Data provided:

## BEGIN

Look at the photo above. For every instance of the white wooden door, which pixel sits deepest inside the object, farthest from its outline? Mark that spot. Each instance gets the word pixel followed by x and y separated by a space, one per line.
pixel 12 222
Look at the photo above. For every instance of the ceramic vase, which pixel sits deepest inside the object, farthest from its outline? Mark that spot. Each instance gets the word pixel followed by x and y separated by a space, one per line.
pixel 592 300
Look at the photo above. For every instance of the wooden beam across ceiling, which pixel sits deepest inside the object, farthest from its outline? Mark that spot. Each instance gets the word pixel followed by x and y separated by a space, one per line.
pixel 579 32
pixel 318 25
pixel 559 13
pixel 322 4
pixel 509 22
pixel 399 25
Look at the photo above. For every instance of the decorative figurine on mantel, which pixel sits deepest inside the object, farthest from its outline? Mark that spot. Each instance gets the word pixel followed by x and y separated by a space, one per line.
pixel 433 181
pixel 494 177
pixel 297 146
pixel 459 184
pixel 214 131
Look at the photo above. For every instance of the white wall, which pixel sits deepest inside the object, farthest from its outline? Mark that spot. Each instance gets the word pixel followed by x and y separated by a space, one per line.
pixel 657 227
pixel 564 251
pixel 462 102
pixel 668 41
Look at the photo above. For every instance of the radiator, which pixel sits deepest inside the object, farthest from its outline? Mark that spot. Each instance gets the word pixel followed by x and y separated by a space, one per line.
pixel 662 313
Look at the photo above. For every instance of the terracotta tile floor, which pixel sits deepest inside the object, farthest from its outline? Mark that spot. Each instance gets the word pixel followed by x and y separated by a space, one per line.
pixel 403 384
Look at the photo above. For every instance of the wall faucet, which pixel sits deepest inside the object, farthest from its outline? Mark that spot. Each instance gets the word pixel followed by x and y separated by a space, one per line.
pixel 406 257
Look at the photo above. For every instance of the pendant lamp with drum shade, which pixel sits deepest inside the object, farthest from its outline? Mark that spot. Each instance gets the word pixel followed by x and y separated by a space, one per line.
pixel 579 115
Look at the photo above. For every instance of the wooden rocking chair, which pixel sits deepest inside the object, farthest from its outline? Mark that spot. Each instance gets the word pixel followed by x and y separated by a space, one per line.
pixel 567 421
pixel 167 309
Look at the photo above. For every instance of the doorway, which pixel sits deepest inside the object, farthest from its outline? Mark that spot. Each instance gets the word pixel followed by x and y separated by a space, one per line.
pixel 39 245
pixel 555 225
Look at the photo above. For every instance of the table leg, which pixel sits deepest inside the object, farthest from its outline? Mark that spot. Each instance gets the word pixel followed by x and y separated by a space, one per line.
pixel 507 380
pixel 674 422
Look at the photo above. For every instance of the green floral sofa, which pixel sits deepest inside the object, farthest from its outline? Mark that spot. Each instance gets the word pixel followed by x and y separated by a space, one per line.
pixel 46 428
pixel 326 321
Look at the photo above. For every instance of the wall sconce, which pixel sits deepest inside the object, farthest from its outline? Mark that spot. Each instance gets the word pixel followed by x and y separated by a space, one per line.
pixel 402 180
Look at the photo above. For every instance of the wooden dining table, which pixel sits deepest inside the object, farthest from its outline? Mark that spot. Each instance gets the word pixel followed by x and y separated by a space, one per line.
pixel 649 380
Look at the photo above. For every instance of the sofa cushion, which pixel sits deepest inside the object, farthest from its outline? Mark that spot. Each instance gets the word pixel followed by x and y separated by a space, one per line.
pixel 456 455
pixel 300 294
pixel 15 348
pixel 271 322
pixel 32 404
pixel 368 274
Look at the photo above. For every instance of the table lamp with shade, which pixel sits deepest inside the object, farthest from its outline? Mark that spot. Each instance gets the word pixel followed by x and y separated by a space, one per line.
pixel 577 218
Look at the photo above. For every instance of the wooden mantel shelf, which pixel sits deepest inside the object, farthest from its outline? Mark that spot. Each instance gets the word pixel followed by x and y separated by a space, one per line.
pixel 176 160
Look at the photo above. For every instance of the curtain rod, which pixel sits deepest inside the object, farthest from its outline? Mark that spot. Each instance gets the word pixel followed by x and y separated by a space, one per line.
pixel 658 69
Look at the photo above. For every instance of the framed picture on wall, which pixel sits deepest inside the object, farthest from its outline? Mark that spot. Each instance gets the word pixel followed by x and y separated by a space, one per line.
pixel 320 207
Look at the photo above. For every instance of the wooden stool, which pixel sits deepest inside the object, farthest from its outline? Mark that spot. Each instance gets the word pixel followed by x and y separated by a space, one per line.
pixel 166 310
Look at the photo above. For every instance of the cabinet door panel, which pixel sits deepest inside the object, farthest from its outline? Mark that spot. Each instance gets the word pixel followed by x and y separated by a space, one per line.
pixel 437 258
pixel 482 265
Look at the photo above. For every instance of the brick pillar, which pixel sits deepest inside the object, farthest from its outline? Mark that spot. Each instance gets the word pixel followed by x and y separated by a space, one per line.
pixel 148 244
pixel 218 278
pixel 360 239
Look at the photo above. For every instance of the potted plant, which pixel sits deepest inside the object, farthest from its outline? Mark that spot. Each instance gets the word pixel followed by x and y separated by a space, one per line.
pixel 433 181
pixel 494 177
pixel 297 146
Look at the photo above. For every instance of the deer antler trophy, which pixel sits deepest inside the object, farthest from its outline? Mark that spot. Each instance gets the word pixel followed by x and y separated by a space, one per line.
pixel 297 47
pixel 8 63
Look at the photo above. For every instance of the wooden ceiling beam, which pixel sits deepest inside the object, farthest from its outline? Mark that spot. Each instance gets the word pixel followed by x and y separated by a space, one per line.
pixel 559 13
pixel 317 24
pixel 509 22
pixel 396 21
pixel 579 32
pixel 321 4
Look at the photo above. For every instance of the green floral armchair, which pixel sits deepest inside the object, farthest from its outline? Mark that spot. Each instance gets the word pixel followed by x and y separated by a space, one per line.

## END

Switch "outline" to "boundary" everywhere in the lines above, and give all the lines back with nothing else altered.

Result of this exercise:
Look at the photo above. For every instance of the white wooden door, which pixel sits deepest inside the object, farthest from its boundary? Mark that spot. Each instance gets the word pixel followed by x and y separated by a space, one per line.
pixel 12 222
Look at the photo above. For every instance of the ceramic vase, which pixel sits deepest inside the object, farthest from its boundary? Mark that spot. Each instance gets the word pixel followed by x and y separated by a space, one per line.
pixel 592 300
Look at the photo above. For every instance of the wooden beam across ceiling, which pixel sits deepest inside the object, farthest from its boundary? Mark that spot. Each instance gets the word pixel followed by x and y separated by a space, one per line.
pixel 579 32
pixel 318 25
pixel 559 13
pixel 322 4
pixel 509 22
pixel 399 25
Look at the photo above. For every instance of the decorative figurine on mantel, which pixel sits deepest inside the object, farthest from its boundary? Mark that spot. Each instance gets the word pixel followed by x and y separated by a space, one per line.
pixel 433 181
pixel 494 177
pixel 297 146
pixel 459 184
pixel 214 131
Look at the photo above. For every instance of the white wall, which pixel sits deepest inside the object, farthest from its boundary? Mark that spot. Each instance gets the word pixel followed by x and y separated by a space, one per line.
pixel 657 227
pixel 564 251
pixel 462 102
pixel 668 41
Look at the photo above. For every instance of the radiator, which pixel sits deepest inside the object, farthest from its boundary? Mark that spot. Each instance gets the word pixel followed by x and y separated by a space, one per line.
pixel 662 313
Look at the photo above. For every instance of the terracotta tile floor, which pixel sits deepest inside the object, farthest from its boundary? Mark that spot. Each instance gets the word pixel followed by x and y separated by a space, one per line.
pixel 403 384
Look at the photo above. For every instance of the wall faucet, which pixel sits deepest inside the object, farthest from its boundary? Mark that spot. Each instance gets the word pixel followed by x and y separated by a space, one per line.
pixel 406 257
Look at the photo above. For every instance of the pendant lamp with drum shade, which pixel sits deepest inside the object, farthest from its boundary? Mark that spot. Each instance gets the word pixel followed by x and y separated by a space, one per line.
pixel 579 115
Look at the photo above. For every instance of the wooden rocking chair, which pixel sits deepest inside the object, farthest from its boundary? Mark that spot. Each instance gets the word pixel followed by x and y separated by a space, one per line.
pixel 567 421
pixel 167 309
Look at the photo above. For every instance of the doorway, which pixel sits deepest inside the object, farthest from its boundary? Mark that spot. Each instance gets the word pixel followed by x and y separated by a space, one per line.
pixel 39 245
pixel 555 225
Look at the photo above. For every instance of the table leg, which pixel sits deepest inside the object, farthest from its boundary? Mark that spot. Each instance gets the word pixel followed by x and y separated by a space, one per line.
pixel 507 380
pixel 674 422
Look at the photo above. For every instance of the green floral sofa, which pixel sits deepest inside the object, farthest from its boundary? Mark that spot. Each instance gets the word pixel followed by x and y separated by a space, one per line.
pixel 46 428
pixel 326 321
Look at the photo above. For every instance of the wall sconce, which pixel sits deepest inside the object, farthest from its boundary? Mark that spot. Each instance gets the word pixel followed by x and y separated by a space, one per line.
pixel 402 180
Look at the photo above. For every instance of the wooden dining table, which pixel sits deepest inside the object, farthest from its boundary? Mark that spot. Each instance gets the word pixel followed by x and y separated by a space, one per line.
pixel 649 380
Look at the photo above. For every instance of the sofa cushion, which pixel sits deepest inside the object, farthest from its boundary? Mark that spot. Each instance gets the word pixel followed by x and y separated by a space, one per line.
pixel 456 455
pixel 300 294
pixel 15 348
pixel 271 322
pixel 32 404
pixel 368 274
Look at the photo above. For every instance of the table lamp with shade, which pixel sits deepest inside the object, farthest from its boundary? Mark that spot. Each instance gets the word pixel followed by x and y separated by a space, one per line.
pixel 577 218
Look at the photo above. For every instance of the wooden mantel shelf, which pixel sits deepest inside the object, farthest from its boundary? Mark that spot. Each instance gets the word pixel followed by x and y separated by a space, one per line.
pixel 176 160
Look at the photo above. For every instance of the curtain rod, which pixel sits deepest inside the object, farthest from its boundary? Mark that spot. Each instance gets the word pixel followed by x and y separated by a space, one per line.
pixel 658 69
Look at the photo above. For every instance of the framed picture on wall, which pixel sits deepest inside the object, farthest from its boundary? Mark that spot. Each instance gets the word pixel followed by x and y separated by a space, one per line.
pixel 320 207
Look at the photo above. For every instance of the wooden stool, which pixel sits deepest inside the object, farthest from its boundary? Mark that spot. Each instance gets the word pixel followed by x and y separated by a space, one per line.
pixel 166 310
Look at the photo above. For every instance of the cabinet door panel, which pixel sits deepest inside the object, farthest from its boundary? Mark that spot. Each instance gets the word pixel followed by x and y separated by a space, one per line.
pixel 437 258
pixel 482 265
Look at the photo above. For every instance of the brick pillar, which pixel sits deepest inside the object, farthest from its boundary? Mark that spot. Each instance gets the word pixel followed by x and y separated by a space, one per line.
pixel 148 244
pixel 218 278
pixel 360 239
Look at the photo above. For every instance of the potted plant, which pixel sits deepest inside the object, farthest from its boundary? Mark that spot. Each instance gets the word pixel followed by x and y separated by a space, one per line.
pixel 433 181
pixel 494 177
pixel 297 146
Look at the photo above. For every instance of the deer antler trophy, which pixel sits deepest inside the object, farthest from its boundary? Mark that spot. Each instance gets the word pixel followed by x and y separated by a space, one per line.
pixel 297 47
pixel 8 63
Look at the photo above. For every instance of the wooden ceiling beam, which pixel sits deepest inside the object, farthest from its boundary? Mark that spot. Each instance gets the word pixel followed by x and y separated by a space, one per line.
pixel 559 13
pixel 317 24
pixel 509 22
pixel 396 21
pixel 579 32
pixel 321 4
Look at the photo above. For every instance of the green floral armchair, which pixel sits deepest inside the object, farthest from its boundary? Mark that spot. Each instance gets the word pixel followed by x and y separated by a space, one per line.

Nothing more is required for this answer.